══ Data extracts ══
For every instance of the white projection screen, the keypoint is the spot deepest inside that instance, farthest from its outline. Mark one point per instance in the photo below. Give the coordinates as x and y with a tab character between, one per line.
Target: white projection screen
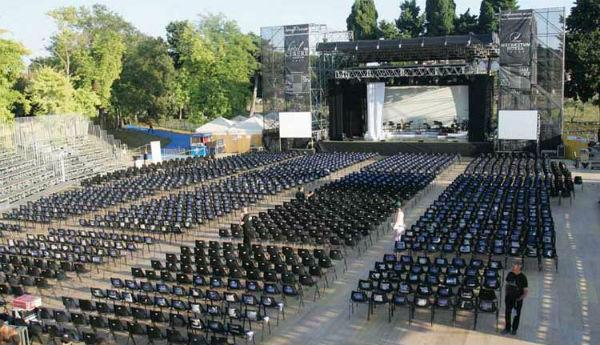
425	104
295	125
517	124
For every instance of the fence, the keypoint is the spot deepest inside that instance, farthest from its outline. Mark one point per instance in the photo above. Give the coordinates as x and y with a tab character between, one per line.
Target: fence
43	139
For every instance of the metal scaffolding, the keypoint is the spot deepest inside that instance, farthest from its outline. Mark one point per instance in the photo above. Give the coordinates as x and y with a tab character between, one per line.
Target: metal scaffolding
410	71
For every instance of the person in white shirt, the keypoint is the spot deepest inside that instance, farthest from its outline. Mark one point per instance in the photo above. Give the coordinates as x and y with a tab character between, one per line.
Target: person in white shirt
398	225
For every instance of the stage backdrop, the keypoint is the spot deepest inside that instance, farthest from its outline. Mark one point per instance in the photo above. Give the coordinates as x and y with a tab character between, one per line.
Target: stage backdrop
426	104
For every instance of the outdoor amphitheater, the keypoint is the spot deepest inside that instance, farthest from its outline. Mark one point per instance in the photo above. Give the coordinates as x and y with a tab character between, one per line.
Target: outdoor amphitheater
419	190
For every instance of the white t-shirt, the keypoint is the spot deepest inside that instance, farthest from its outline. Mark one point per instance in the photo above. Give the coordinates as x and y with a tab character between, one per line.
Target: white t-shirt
399	224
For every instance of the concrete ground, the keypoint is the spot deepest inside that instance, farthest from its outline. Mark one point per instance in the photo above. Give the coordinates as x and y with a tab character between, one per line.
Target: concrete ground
562	307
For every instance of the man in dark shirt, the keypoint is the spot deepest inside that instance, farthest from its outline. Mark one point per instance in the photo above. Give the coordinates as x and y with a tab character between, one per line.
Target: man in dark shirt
247	229
300	195
516	291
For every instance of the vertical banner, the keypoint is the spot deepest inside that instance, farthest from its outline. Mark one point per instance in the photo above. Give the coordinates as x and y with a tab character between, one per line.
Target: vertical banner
296	67
516	59
155	151
375	99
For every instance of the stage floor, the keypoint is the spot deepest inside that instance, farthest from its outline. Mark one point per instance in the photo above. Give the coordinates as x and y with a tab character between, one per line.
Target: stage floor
466	149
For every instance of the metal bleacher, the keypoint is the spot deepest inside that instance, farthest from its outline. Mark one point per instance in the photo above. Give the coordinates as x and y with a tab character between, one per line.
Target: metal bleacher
37	153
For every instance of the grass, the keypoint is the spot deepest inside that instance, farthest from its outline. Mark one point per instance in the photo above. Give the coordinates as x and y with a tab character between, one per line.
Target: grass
134	139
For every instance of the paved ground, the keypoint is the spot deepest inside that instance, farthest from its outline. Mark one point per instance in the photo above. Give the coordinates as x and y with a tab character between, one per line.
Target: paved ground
562	308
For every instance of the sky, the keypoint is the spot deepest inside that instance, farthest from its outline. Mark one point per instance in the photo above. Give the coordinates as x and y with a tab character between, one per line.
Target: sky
26	20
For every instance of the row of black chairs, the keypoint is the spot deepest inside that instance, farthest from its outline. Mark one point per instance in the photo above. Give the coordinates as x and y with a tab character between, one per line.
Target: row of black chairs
434	286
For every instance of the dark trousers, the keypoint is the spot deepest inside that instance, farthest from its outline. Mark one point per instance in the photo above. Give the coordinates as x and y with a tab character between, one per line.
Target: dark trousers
511	303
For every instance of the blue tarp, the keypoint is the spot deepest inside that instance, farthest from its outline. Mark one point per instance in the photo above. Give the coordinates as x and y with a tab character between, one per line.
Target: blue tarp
178	140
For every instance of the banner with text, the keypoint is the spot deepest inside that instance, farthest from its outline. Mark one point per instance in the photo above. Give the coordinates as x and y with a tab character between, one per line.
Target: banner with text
296	67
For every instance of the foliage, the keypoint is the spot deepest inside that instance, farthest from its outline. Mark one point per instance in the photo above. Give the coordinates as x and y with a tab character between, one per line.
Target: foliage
488	19
411	22
466	23
11	66
439	16
215	63
50	92
388	30
363	20
89	47
583	52
145	85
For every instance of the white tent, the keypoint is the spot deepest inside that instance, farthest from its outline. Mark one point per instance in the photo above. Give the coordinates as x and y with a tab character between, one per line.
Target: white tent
250	126
220	125
239	118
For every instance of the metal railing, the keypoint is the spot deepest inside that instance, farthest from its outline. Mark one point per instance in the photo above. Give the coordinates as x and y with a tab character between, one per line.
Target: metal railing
46	140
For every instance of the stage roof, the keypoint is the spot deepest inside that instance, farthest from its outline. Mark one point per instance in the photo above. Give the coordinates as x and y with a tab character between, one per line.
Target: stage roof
457	47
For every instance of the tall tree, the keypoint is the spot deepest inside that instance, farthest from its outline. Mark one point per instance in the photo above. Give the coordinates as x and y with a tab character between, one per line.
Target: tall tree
487	18
466	23
363	20
174	31
50	92
234	66
488	13
89	47
583	52
388	30
144	86
411	22
440	17
11	67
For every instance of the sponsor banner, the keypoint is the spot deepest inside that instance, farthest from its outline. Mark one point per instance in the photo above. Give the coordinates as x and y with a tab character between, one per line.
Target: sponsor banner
296	66
515	38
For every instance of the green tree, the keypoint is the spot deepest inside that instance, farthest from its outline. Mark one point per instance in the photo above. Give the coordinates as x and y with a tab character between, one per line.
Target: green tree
466	23
411	22
439	16
234	65
363	20
11	67
88	48
388	30
488	13
50	92
174	32
144	86
583	51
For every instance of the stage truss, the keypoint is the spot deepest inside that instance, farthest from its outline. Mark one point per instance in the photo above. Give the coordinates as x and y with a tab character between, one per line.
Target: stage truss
411	71
274	75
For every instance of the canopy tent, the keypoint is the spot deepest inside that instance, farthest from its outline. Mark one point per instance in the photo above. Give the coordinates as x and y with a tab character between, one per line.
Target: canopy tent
252	126
220	125
237	137
239	118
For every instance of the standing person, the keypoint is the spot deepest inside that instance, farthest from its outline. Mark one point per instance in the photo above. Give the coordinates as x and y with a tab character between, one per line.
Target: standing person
516	291
301	195
398	225
247	227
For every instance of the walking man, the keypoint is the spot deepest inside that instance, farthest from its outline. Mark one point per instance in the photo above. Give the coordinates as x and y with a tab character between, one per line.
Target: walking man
516	291
398	225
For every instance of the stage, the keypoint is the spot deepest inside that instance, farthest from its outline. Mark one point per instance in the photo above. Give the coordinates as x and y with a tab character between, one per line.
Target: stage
465	149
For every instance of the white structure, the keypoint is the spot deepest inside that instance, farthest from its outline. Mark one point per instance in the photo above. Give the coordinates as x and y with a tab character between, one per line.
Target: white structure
518	124
295	125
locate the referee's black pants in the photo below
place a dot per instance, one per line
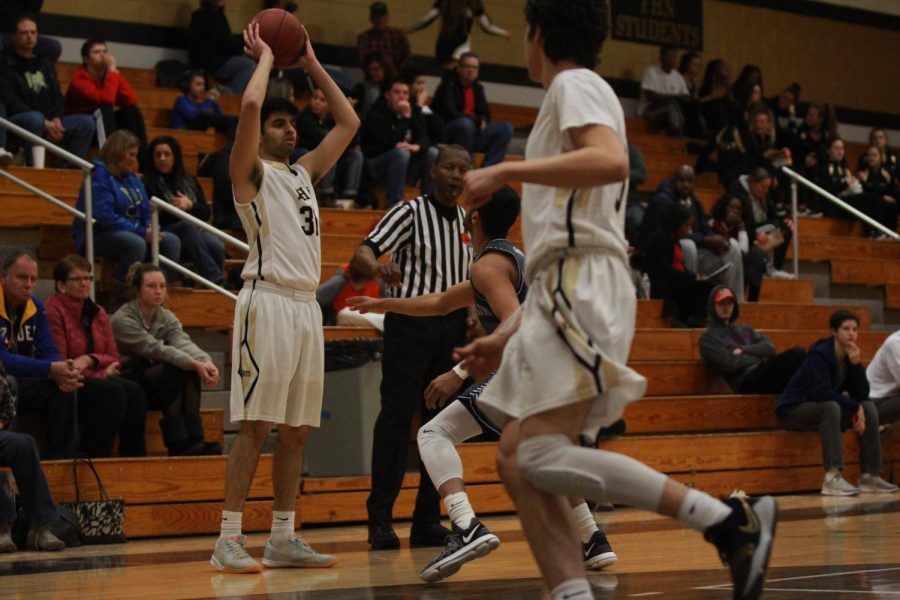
(416, 350)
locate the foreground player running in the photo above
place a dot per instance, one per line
(563, 370)
(497, 288)
(277, 347)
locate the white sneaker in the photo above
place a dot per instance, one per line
(836, 485)
(873, 484)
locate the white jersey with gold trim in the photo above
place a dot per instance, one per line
(282, 226)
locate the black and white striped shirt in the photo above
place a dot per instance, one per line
(428, 242)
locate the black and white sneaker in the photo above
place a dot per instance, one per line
(597, 553)
(744, 540)
(460, 547)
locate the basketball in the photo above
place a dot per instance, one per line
(282, 32)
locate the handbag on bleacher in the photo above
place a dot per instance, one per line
(102, 521)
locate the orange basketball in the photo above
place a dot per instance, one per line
(282, 32)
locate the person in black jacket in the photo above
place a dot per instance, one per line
(166, 178)
(313, 124)
(215, 49)
(30, 90)
(830, 393)
(395, 143)
(461, 103)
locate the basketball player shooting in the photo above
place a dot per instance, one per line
(277, 347)
(563, 371)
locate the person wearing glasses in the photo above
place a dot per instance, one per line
═══
Directions for this task
Compute the number of lines above that contain the string "basketball". Reply with that value only.

Output
3